Problem to solve: What you give back must match the records below word for word.

[Point-per-instance localization data]
--------

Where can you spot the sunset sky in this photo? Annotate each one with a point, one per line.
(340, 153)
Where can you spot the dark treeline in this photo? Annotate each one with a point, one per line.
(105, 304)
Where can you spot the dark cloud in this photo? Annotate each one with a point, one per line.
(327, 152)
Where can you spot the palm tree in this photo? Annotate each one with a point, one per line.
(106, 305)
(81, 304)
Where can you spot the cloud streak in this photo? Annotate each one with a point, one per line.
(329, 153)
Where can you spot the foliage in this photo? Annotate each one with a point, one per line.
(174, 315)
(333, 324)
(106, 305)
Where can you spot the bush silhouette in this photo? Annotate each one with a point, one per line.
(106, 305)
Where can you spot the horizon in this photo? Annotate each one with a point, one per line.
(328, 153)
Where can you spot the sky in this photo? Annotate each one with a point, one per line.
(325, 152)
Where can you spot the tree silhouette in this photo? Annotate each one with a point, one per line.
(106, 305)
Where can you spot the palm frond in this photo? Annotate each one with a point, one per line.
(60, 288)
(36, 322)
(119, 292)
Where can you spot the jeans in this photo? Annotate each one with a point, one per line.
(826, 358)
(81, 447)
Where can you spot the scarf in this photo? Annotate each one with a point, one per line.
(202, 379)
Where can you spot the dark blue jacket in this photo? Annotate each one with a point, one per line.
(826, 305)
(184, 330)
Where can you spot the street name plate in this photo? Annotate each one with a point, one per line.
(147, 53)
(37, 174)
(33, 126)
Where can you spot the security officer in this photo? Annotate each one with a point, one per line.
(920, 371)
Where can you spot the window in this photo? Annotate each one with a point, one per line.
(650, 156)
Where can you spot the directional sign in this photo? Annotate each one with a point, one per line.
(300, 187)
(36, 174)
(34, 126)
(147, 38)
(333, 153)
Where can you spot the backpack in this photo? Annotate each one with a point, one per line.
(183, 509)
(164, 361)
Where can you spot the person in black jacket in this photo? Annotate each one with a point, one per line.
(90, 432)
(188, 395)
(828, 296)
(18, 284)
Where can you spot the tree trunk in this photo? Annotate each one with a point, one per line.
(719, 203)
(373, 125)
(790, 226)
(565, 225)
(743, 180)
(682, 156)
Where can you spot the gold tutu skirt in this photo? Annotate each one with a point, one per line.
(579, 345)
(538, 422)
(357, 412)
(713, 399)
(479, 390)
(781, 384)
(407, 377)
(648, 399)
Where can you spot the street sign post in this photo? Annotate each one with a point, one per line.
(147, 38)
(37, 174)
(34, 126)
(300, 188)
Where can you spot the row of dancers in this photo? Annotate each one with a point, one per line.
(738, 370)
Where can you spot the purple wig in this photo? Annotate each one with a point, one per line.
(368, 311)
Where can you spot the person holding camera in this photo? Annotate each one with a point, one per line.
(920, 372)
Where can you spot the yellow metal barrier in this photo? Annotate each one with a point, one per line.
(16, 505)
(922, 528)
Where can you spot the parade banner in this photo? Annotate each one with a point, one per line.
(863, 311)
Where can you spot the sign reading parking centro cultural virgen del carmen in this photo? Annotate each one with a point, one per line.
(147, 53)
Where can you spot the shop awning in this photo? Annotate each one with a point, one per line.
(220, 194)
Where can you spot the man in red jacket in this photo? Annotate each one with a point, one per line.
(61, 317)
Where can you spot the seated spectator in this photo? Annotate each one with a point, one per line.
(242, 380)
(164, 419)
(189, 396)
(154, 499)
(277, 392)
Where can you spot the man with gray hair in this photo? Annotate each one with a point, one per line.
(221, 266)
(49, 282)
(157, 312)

--------

Reply:
Where can you spot the sunset sky in this photo? Annotate each one with a point, one per line.
(340, 153)
Where can you spot the dark treeline in this photo? Annotate each one with a point, one per line.
(105, 304)
Where can you spot the dark cloud in this photo? Annotate each one with a point, one per line.
(327, 152)
Where can you spot the palm tree in this photo? Annotate each one with a point, one per line.
(106, 305)
(81, 304)
Where can you spot the cloud streak in this photo? Annotate each one with a point, one per line.
(329, 153)
Where can you spot the foliage in this photo? Annotate each one with a point, one per line.
(174, 315)
(333, 324)
(106, 305)
Where can you spot the bush silhouette in this photo? Annotate each one with a point, one per line.
(106, 305)
Where can you spot the horizon in this photo? Annotate each one with a point, one per line.
(328, 153)
Where can you spot the sky in this photo? Annotate each one with a point, one per line.
(325, 152)
Where can you spot the tree silhouette in this photo? Annotate each one with a point, one per line.
(106, 305)
Where can you spot the palm frond in this photo? Annotate each one with a point, one per line.
(60, 288)
(36, 322)
(119, 292)
Where can you spot the jeans in this photo? Annotate each one with a point, one per line.
(826, 358)
(81, 447)
Where can you spot the scarf in this photo? Annotate each one with a point, one per line.
(202, 379)
Where can you spot the dark blue jacket in this photo? Annotate each one with a point, one per line.
(826, 305)
(184, 330)
Where can you spot the street name plate in this photo? Annotate each one with a point, one per line.
(147, 53)
(37, 174)
(33, 126)
Where can you spot the security officer in this photo? Annotate each one with a point, one per line.
(920, 371)
Where can you spot the window in this photo? Annotate each one with a point, one per line.
(650, 156)
Where can you spot the directional sign in this photo? Annotate each one with a point, one per line.
(300, 187)
(36, 174)
(34, 126)
(147, 38)
(333, 153)
Where can you spot the backpack in this photo? Annotate each one with a point, one per line.
(183, 509)
(164, 361)
Where can you spot the person in black jacket in this photo? Annotate each one with a point, one per line.
(90, 432)
(188, 395)
(828, 296)
(18, 284)
Where can you spot the tree trunk in this photo? Annotate each one with a point, one per line.
(719, 203)
(373, 125)
(790, 226)
(565, 225)
(743, 180)
(682, 156)
Where can you spot the gold tutu skirt in this photo? Annotate each one with a point, one per line.
(579, 345)
(538, 422)
(357, 412)
(713, 399)
(479, 390)
(781, 384)
(407, 377)
(648, 399)
Where can you spot the street sign post in this photo? Annotate each one with a point, one per line.
(147, 38)
(37, 174)
(34, 126)
(300, 188)
Where can you spot the row of dancers in this photo? Annotate each one with a point, one per line.
(738, 370)
Where can you spot the purple wig in this photo? Annotate each one with a point, one per line.
(368, 311)
Where can you spot the person holding camera in this photo? Annotate each one with a point, one per line.
(920, 372)
Where can you spot the yellow metal barrier in this photo? Annotate each one with a point, one per line.
(16, 505)
(922, 528)
Where can you spot the parade banner in this photo? Annotate each one with a point, one per line.
(863, 311)
Where can you spot the sign reading parking centro cultural virgen del carmen in this photo? Annotate each one with a point, one per line.
(147, 53)
Where can you spot the shop awning in this photo? Annotate each one with a point, one per line.
(220, 194)
Where can you spot the man in red jacket in this photo? Annotate each one with a point, one per line.
(61, 317)
Where can you spot the seated spectator in this photo? Annotate each one with a point, one per line.
(242, 380)
(164, 419)
(189, 396)
(154, 499)
(277, 392)
Where can you spot the man with gray hair in this photo? Annotate each one with a point, one per line.
(221, 266)
(49, 282)
(157, 312)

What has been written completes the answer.